# [PROBLEM REQUIREMENTS]
Lay out the data as a Markdown table with two columns, Row and Line: Row gives a running number and Line holds one line of the data. Include every line of the data and leave out any blank lines.

# [DATA SECTION]
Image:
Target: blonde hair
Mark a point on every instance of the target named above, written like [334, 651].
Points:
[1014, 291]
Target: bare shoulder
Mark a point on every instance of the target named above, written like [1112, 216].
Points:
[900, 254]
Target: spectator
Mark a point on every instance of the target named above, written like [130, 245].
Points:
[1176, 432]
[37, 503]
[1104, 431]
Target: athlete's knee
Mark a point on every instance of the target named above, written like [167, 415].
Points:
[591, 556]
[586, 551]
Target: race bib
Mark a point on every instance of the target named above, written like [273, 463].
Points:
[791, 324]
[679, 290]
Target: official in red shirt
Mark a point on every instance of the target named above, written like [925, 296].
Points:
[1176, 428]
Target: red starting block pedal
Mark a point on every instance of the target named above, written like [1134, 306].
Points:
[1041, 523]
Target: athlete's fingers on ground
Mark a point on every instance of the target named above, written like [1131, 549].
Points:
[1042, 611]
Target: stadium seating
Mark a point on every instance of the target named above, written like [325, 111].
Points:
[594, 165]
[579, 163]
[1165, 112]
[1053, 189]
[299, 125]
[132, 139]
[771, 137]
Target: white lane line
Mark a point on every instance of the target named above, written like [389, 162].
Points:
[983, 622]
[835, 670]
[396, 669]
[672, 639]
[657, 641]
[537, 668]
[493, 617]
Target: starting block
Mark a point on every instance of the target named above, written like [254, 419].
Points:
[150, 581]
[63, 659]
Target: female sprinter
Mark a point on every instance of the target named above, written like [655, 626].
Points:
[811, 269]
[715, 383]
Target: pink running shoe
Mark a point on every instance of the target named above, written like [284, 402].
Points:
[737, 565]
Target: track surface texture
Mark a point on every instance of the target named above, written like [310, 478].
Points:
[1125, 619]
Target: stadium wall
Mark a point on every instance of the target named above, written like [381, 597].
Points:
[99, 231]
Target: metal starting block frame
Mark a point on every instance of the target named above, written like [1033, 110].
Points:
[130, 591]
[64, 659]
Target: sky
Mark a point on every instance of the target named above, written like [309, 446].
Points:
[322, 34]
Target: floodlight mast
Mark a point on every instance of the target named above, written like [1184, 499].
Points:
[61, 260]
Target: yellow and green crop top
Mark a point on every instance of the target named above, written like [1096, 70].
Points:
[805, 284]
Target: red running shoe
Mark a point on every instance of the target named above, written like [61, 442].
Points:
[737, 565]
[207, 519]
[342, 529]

# [ANSWER BELOW]
| Row | Line |
|---|---|
| 1 | Image: |
| 2 | Target: blonde hair |
| 3 | Mark a point on every instance of the target named above, written like [334, 651]. |
| 4 | Points: |
| 5 | [1014, 291] |
| 6 | Target: bare shoulder |
| 7 | Mark a point on every instance of the target named above, written like [1112, 216]. |
| 8 | Points: |
| 9 | [900, 254] |
| 10 | Target: spectator |
| 11 | Mark a point on every instance of the target named above, written like [130, 245]. |
| 12 | Points: |
| 13 | [1176, 432] |
| 14 | [37, 503] |
| 15 | [1104, 431] |
| 16 | Target: athlete's knee |
| 17 | Mark a point on every instance of the target named above, written like [167, 415]. |
| 18 | Points: |
| 19 | [591, 556] |
| 20 | [586, 551] |
| 21 | Target: race bib |
| 22 | Mark a point on every instance of the target named above, written like [273, 463]. |
| 23 | Points: |
| 24 | [791, 324] |
| 25 | [679, 290] |
| 26 | Target: official in red shirt |
| 27 | Mark a point on every instance of the target named above, written like [925, 296]. |
| 28 | Points: |
| 29 | [1176, 428] |
| 30 | Target: red starting block pedal |
| 31 | Mark a point on every instance of the target named above, written like [1134, 306]. |
| 32 | Points: |
| 33 | [1041, 523] |
| 34 | Target: athlete's fingers on ground |
| 35 | Mark a point on every instance of the target named above, written like [1131, 549]. |
| 36 | Points: |
| 37 | [1042, 611] |
| 38 | Target: stadium seating |
| 39 | Mark a point on every instance of the target named above, written like [325, 111]. |
| 40 | Points: |
| 41 | [594, 165] |
| 42 | [579, 163] |
| 43 | [1165, 112] |
| 44 | [1053, 189] |
| 45 | [299, 125] |
| 46 | [132, 139] |
| 47 | [771, 137] |
| 48 | Target: white lane line |
| 49 | Mark a point on every instance of the target named above, written like [389, 162]. |
| 50 | Points: |
| 51 | [983, 622] |
| 52 | [835, 670] |
| 53 | [396, 669] |
| 54 | [672, 639] |
| 55 | [657, 641] |
| 56 | [537, 668] |
| 57 | [493, 617] |
| 58 | Target: starting block |
| 59 | Mark a point on every instance of the target named above, written like [254, 419]. |
| 60 | Points: |
| 61 | [150, 581] |
| 62 | [63, 659] |
| 63 | Target: female sprinter |
| 64 | Mark a point on every instance of the target named above, written like [655, 626]. |
| 65 | Points: |
| 66 | [811, 269] |
| 67 | [715, 383] |
| 68 | Target: pink running shoe |
| 69 | Mark a point on every instance of the target named above, written like [284, 402]. |
| 70 | Points: |
| 71 | [737, 565] |
| 72 | Target: track surface texture |
| 73 | Mark a point on every instance of the target named above, written like [310, 478]. |
| 74 | Points: |
| 75 | [1125, 619] |
| 76 | Target: stadium wall |
| 77 | Mark a point on every instance of the target named above, written like [381, 597]. |
| 78 | Points: |
| 79 | [99, 231] |
| 80 | Target: metal starting block frame |
| 81 | Mark a point on every instance of the target named above, written like [1033, 110]. |
| 82 | Points: |
| 83 | [130, 591] |
| 84 | [64, 659] |
| 85 | Target: sky |
| 86 | Mark a point on every instance of the target named above, written like [309, 446]. |
| 87 | Points: |
| 88 | [322, 34] |
| 89 | Target: floodlight mast |
| 90 | Mark a point on every instance of the target named above, written like [1184, 499]. |
| 91 | Points: |
| 92 | [61, 260] |
| 93 | Target: yellow and green crop top |
| 94 | Mark a point on every instance of the target named above, written like [1096, 70]. |
| 95 | Points: |
| 96 | [805, 284] |
| 97 | Target: red running shoe |
| 98 | Mark a point on every instance of the target named above, written like [61, 442]. |
| 99 | Points: |
| 100 | [737, 565] |
| 101 | [207, 519] |
| 102 | [342, 529] |